From the entries below, copy out every line that contains the string "trim", counting only matches with the same uppercase and lowercase letters.

_Data rows:_
****
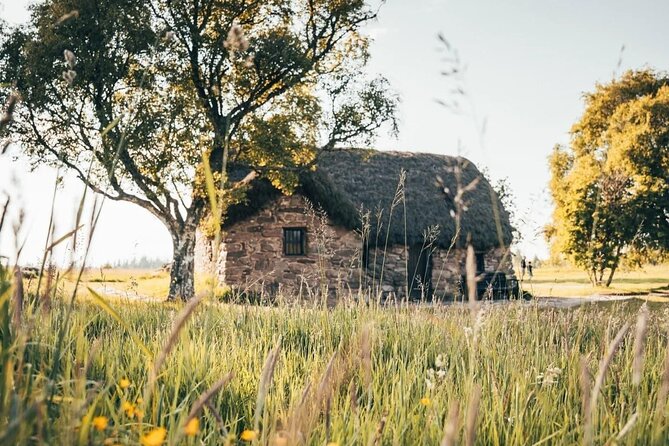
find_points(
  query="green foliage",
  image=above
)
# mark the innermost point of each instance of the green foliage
(611, 185)
(131, 96)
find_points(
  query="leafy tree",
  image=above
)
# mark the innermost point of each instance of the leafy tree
(611, 185)
(133, 96)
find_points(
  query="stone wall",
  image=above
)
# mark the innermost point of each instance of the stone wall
(251, 257)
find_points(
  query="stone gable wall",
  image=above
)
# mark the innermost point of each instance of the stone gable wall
(251, 256)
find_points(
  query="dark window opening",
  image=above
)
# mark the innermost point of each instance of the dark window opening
(294, 241)
(480, 263)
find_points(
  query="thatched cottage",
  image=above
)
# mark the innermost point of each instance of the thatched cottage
(364, 219)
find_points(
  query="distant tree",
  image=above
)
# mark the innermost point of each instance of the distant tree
(132, 96)
(611, 185)
(509, 202)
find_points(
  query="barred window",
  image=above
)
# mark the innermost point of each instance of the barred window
(294, 241)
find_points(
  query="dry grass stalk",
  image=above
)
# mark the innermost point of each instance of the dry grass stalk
(324, 389)
(585, 384)
(451, 428)
(639, 341)
(628, 426)
(661, 402)
(203, 400)
(603, 367)
(304, 417)
(265, 381)
(17, 298)
(366, 355)
(470, 268)
(178, 325)
(376, 439)
(472, 414)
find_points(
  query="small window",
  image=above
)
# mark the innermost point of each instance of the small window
(294, 241)
(480, 263)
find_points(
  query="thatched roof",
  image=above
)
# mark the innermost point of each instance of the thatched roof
(349, 182)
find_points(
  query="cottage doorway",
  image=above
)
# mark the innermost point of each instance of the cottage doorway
(420, 272)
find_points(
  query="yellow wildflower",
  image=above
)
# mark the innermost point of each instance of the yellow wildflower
(128, 408)
(248, 435)
(192, 427)
(100, 423)
(154, 438)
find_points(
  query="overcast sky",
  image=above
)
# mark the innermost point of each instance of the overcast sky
(528, 62)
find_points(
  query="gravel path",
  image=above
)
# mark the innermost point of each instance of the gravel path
(109, 291)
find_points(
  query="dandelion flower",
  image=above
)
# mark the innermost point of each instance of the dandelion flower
(100, 423)
(192, 427)
(128, 408)
(248, 435)
(154, 438)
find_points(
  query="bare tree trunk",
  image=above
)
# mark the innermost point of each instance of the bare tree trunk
(182, 273)
(614, 267)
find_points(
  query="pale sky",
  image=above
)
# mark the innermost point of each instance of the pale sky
(528, 64)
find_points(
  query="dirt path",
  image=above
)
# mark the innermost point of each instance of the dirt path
(109, 291)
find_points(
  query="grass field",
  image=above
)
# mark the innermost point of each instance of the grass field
(550, 281)
(501, 375)
(568, 281)
(117, 371)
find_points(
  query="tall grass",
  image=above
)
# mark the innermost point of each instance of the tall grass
(350, 375)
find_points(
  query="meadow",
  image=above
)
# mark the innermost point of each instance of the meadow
(569, 281)
(110, 371)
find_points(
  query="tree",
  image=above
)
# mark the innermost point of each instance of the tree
(133, 96)
(610, 187)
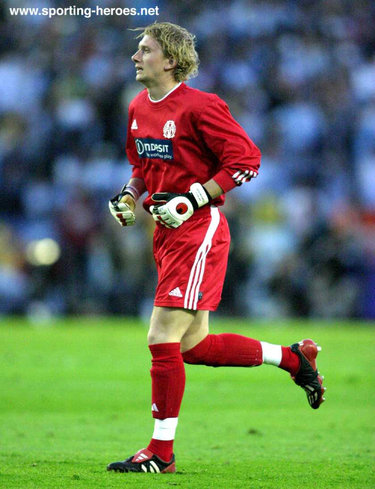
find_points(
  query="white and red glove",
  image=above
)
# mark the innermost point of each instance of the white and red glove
(172, 209)
(121, 211)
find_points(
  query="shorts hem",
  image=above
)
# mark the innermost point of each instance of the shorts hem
(199, 307)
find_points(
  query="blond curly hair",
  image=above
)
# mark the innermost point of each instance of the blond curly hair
(177, 43)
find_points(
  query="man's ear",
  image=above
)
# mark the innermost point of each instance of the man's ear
(171, 64)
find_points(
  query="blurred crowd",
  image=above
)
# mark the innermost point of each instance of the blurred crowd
(300, 78)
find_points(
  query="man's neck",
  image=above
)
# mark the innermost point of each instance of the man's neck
(157, 92)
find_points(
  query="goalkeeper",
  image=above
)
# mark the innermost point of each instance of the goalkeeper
(187, 151)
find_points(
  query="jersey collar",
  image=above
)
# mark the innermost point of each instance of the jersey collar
(165, 96)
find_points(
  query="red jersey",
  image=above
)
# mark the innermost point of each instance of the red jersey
(186, 137)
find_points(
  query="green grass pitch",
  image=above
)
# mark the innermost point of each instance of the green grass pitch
(76, 396)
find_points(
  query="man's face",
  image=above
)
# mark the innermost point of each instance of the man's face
(149, 61)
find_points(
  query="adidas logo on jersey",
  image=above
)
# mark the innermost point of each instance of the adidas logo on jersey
(176, 292)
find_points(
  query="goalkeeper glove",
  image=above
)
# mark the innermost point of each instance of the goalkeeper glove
(174, 209)
(121, 211)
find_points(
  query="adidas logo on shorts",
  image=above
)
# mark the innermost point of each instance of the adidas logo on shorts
(176, 292)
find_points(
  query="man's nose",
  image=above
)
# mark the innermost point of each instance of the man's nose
(135, 56)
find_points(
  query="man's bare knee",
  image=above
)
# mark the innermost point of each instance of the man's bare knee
(168, 325)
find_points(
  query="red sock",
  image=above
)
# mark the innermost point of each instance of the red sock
(163, 449)
(289, 360)
(225, 350)
(168, 384)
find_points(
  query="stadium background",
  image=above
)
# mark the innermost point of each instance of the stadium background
(298, 75)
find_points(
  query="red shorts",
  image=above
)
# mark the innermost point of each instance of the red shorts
(192, 261)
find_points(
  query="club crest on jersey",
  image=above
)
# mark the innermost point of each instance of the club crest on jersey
(154, 148)
(169, 130)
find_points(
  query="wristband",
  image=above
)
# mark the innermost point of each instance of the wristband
(200, 194)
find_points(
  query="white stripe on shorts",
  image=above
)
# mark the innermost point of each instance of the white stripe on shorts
(197, 271)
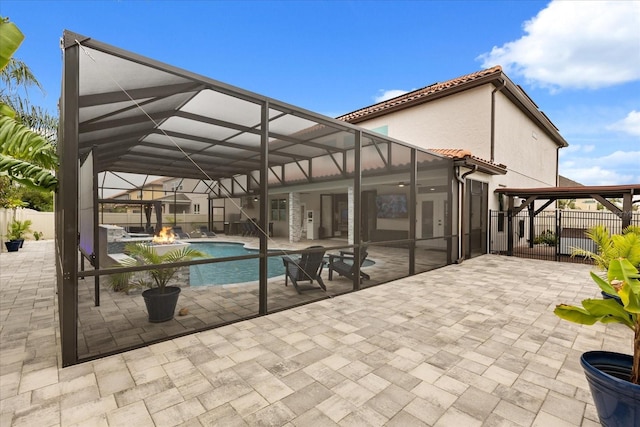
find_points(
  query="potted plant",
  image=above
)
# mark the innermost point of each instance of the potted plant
(625, 245)
(613, 377)
(609, 247)
(16, 231)
(159, 298)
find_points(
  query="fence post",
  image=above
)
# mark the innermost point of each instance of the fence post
(558, 231)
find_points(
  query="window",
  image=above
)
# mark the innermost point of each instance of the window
(279, 210)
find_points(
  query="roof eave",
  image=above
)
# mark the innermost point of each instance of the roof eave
(481, 166)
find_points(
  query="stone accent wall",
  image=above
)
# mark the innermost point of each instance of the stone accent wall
(295, 229)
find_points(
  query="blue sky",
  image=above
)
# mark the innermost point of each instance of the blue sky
(578, 60)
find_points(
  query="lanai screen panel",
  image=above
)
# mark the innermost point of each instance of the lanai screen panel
(144, 120)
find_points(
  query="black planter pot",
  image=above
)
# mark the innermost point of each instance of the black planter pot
(12, 245)
(161, 306)
(617, 400)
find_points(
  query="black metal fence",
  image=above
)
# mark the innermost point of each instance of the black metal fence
(551, 235)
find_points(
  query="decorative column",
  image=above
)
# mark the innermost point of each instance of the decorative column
(295, 227)
(350, 203)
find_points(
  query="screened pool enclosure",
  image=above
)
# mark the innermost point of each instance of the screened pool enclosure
(295, 178)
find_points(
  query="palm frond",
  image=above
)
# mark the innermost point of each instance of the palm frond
(28, 174)
(20, 142)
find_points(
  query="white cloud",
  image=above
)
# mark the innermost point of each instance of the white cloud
(630, 124)
(572, 44)
(596, 175)
(617, 168)
(383, 95)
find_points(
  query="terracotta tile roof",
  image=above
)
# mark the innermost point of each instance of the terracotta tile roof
(419, 94)
(469, 159)
(454, 153)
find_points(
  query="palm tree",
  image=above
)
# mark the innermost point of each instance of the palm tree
(27, 134)
(145, 254)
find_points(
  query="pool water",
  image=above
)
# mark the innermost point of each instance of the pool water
(223, 273)
(242, 271)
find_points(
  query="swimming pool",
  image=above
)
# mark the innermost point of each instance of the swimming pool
(223, 273)
(241, 271)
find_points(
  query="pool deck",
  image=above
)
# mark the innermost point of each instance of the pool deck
(473, 344)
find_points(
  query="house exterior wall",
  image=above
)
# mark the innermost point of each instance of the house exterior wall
(528, 152)
(463, 120)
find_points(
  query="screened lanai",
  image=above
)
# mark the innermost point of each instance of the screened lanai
(303, 182)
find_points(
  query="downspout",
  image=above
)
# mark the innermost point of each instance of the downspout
(461, 221)
(493, 118)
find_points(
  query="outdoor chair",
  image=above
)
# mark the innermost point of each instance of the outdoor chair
(180, 234)
(306, 268)
(206, 232)
(344, 264)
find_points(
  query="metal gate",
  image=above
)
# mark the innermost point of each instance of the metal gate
(550, 235)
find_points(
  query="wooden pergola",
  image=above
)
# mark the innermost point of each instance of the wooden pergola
(549, 195)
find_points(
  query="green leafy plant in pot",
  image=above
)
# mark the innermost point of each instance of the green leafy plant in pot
(160, 299)
(17, 229)
(613, 378)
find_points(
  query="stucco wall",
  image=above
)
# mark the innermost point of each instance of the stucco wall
(524, 147)
(463, 120)
(458, 121)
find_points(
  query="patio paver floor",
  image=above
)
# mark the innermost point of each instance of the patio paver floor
(472, 344)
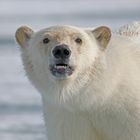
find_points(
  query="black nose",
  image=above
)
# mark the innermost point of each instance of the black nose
(61, 52)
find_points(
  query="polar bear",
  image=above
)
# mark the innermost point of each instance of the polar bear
(89, 81)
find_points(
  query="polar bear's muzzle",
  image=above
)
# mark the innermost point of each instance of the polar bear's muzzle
(61, 67)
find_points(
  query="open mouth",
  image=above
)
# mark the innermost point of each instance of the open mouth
(61, 70)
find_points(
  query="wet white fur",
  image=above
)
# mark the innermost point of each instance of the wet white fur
(100, 101)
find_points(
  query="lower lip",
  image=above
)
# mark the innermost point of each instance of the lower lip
(61, 71)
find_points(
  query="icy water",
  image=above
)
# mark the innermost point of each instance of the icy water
(20, 105)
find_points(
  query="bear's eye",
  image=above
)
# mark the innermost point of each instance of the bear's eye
(46, 40)
(78, 40)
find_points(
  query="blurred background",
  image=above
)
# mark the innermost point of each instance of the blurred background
(20, 105)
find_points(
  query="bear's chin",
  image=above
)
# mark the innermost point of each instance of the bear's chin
(61, 71)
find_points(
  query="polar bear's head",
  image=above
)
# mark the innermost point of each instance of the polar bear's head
(61, 55)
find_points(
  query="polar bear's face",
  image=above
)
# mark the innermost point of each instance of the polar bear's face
(60, 53)
(62, 50)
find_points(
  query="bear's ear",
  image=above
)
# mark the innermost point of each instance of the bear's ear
(23, 35)
(103, 35)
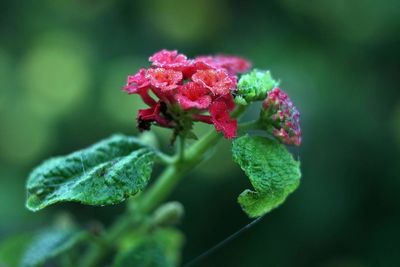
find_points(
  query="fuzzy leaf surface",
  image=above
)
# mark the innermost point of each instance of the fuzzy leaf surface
(272, 171)
(103, 174)
(51, 243)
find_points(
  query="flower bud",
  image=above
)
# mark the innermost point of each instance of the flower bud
(168, 214)
(280, 117)
(254, 86)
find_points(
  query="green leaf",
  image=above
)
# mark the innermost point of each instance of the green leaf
(272, 171)
(51, 243)
(147, 254)
(171, 240)
(159, 248)
(103, 174)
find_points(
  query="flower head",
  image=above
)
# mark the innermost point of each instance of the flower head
(231, 64)
(217, 81)
(164, 79)
(168, 59)
(193, 95)
(281, 117)
(188, 90)
(254, 86)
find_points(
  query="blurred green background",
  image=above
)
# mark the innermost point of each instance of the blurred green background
(63, 63)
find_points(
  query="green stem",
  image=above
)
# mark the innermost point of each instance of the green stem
(158, 192)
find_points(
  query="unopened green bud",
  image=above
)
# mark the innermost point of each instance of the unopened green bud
(254, 86)
(168, 214)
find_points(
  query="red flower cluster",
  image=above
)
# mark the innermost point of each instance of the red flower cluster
(284, 117)
(186, 90)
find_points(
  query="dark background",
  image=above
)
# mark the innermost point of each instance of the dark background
(63, 63)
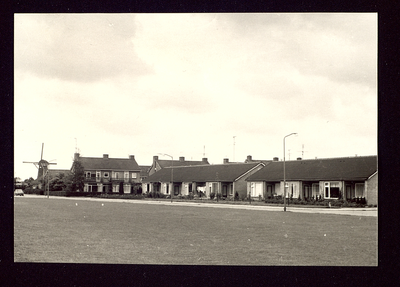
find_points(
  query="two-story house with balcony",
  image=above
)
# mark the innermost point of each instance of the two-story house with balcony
(107, 174)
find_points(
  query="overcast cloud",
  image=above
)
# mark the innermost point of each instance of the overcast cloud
(144, 84)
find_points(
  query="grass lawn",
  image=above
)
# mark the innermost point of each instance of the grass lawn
(58, 230)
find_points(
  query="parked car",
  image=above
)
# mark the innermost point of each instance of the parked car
(18, 192)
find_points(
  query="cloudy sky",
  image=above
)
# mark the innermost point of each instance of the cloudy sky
(193, 85)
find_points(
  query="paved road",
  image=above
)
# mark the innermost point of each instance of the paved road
(341, 211)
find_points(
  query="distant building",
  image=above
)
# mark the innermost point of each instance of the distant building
(159, 164)
(107, 174)
(226, 179)
(330, 178)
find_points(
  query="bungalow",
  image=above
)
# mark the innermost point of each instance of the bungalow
(225, 179)
(109, 174)
(159, 164)
(331, 178)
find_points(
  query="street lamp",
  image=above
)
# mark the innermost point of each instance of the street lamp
(172, 172)
(284, 171)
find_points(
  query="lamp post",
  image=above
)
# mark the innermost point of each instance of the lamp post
(284, 171)
(172, 172)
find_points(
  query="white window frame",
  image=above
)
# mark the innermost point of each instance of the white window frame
(356, 192)
(328, 184)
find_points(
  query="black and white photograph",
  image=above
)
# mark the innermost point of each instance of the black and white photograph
(211, 139)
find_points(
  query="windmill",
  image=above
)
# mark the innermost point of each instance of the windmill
(42, 166)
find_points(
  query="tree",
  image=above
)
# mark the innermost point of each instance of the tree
(77, 177)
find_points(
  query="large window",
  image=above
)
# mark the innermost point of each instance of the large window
(359, 190)
(331, 190)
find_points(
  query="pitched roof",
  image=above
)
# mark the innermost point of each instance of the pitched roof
(144, 170)
(166, 163)
(202, 173)
(109, 163)
(54, 172)
(344, 168)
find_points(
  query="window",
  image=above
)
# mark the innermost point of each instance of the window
(359, 190)
(315, 189)
(332, 190)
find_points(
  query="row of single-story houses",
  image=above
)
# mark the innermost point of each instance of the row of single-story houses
(330, 178)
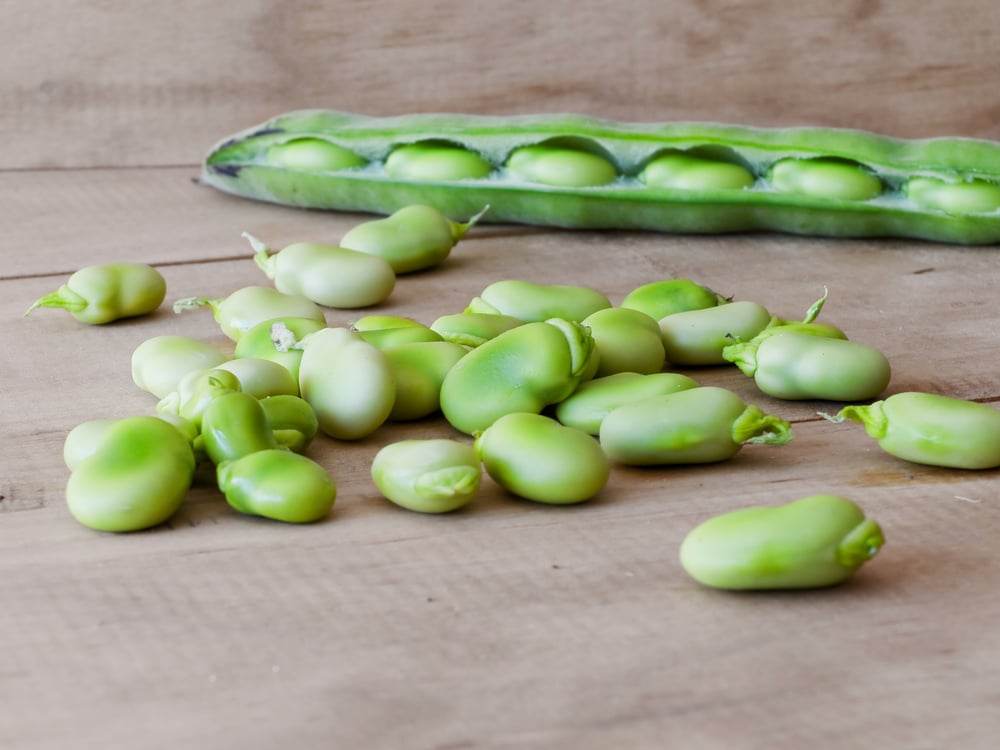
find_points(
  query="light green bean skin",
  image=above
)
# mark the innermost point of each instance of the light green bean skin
(435, 475)
(686, 171)
(234, 425)
(258, 341)
(279, 485)
(926, 428)
(532, 302)
(347, 381)
(325, 274)
(626, 341)
(195, 392)
(524, 369)
(313, 154)
(292, 420)
(798, 366)
(561, 167)
(537, 458)
(159, 363)
(137, 477)
(699, 425)
(814, 542)
(472, 329)
(668, 296)
(419, 369)
(594, 399)
(959, 198)
(261, 377)
(435, 161)
(832, 179)
(698, 337)
(246, 307)
(104, 293)
(412, 239)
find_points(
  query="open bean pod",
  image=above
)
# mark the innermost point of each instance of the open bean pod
(578, 172)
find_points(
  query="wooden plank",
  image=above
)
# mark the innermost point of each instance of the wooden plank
(149, 84)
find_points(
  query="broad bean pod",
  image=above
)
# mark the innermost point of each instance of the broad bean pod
(668, 177)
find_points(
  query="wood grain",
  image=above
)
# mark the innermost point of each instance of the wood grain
(507, 625)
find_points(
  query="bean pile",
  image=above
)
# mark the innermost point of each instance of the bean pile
(572, 171)
(547, 387)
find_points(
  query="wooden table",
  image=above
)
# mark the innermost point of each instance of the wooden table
(508, 624)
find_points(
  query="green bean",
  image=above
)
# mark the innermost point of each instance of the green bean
(430, 161)
(136, 477)
(834, 171)
(814, 542)
(691, 426)
(524, 369)
(159, 363)
(928, 428)
(794, 365)
(626, 341)
(246, 307)
(413, 238)
(532, 302)
(418, 369)
(686, 170)
(436, 475)
(698, 337)
(347, 381)
(537, 458)
(325, 274)
(313, 154)
(271, 339)
(593, 400)
(661, 298)
(105, 293)
(279, 485)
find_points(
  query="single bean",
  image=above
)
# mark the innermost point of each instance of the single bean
(537, 458)
(661, 298)
(418, 369)
(137, 477)
(928, 428)
(626, 341)
(594, 399)
(691, 426)
(832, 174)
(414, 238)
(531, 302)
(831, 179)
(435, 161)
(794, 365)
(970, 196)
(325, 274)
(524, 369)
(159, 363)
(814, 542)
(561, 167)
(279, 485)
(698, 337)
(246, 307)
(687, 171)
(347, 381)
(313, 155)
(272, 339)
(234, 425)
(436, 475)
(105, 293)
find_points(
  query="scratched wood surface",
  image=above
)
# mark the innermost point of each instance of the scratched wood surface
(508, 624)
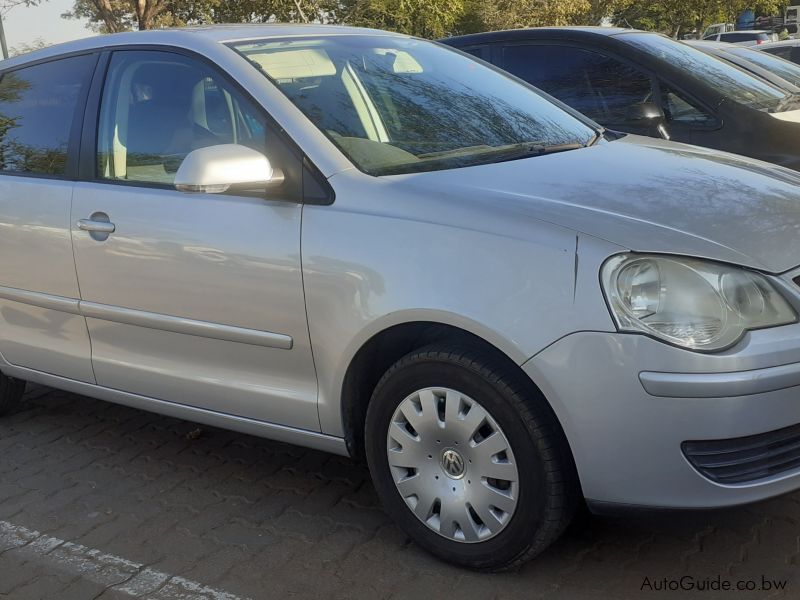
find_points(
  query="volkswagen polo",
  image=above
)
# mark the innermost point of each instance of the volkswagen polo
(375, 246)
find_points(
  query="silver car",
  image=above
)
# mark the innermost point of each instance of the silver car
(376, 246)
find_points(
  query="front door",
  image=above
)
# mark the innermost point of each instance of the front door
(191, 298)
(40, 110)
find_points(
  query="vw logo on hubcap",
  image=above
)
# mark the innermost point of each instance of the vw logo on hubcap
(453, 464)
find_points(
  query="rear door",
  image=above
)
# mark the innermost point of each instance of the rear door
(41, 106)
(191, 298)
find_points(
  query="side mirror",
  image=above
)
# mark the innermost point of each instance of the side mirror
(217, 169)
(647, 115)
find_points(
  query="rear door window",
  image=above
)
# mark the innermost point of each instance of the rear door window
(600, 86)
(40, 107)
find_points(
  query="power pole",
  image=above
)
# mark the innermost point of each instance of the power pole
(3, 38)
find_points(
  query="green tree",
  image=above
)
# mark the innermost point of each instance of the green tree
(677, 17)
(425, 18)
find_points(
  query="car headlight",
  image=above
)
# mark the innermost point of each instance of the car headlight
(695, 304)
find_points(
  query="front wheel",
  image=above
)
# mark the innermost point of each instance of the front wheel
(11, 391)
(468, 464)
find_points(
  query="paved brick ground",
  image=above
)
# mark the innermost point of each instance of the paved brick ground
(205, 513)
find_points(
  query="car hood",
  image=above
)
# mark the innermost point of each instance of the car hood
(647, 195)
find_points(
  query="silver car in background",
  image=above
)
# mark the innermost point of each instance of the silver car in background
(376, 246)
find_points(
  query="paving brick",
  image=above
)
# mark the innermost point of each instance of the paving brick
(262, 519)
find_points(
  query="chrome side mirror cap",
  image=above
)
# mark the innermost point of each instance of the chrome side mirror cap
(218, 169)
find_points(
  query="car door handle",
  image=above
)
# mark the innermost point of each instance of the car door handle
(96, 226)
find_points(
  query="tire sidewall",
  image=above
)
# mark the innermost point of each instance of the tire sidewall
(520, 532)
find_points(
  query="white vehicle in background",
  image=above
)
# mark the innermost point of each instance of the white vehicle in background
(716, 29)
(792, 15)
(754, 37)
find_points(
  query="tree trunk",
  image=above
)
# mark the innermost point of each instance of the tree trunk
(107, 15)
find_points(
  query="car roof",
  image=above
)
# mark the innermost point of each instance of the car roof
(191, 37)
(766, 45)
(711, 44)
(534, 32)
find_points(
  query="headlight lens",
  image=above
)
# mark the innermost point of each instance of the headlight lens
(691, 303)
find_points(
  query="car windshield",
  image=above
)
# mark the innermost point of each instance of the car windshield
(774, 64)
(402, 105)
(732, 82)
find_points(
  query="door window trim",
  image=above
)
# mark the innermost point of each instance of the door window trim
(72, 170)
(87, 167)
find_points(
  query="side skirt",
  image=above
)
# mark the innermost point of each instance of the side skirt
(280, 433)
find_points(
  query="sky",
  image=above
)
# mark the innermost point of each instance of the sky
(25, 24)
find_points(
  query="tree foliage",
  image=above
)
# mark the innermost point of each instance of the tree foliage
(427, 18)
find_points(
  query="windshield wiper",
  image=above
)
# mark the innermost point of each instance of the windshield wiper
(792, 101)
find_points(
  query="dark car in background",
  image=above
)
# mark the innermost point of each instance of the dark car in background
(646, 83)
(777, 71)
(787, 49)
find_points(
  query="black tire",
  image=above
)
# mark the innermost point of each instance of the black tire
(548, 487)
(11, 391)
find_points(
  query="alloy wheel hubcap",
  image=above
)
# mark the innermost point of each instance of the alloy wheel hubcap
(452, 465)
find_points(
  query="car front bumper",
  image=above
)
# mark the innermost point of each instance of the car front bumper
(628, 403)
****
_Solution to the exercise:_
  query="door window trim",
# mark the innermost point of each instance of the door window trim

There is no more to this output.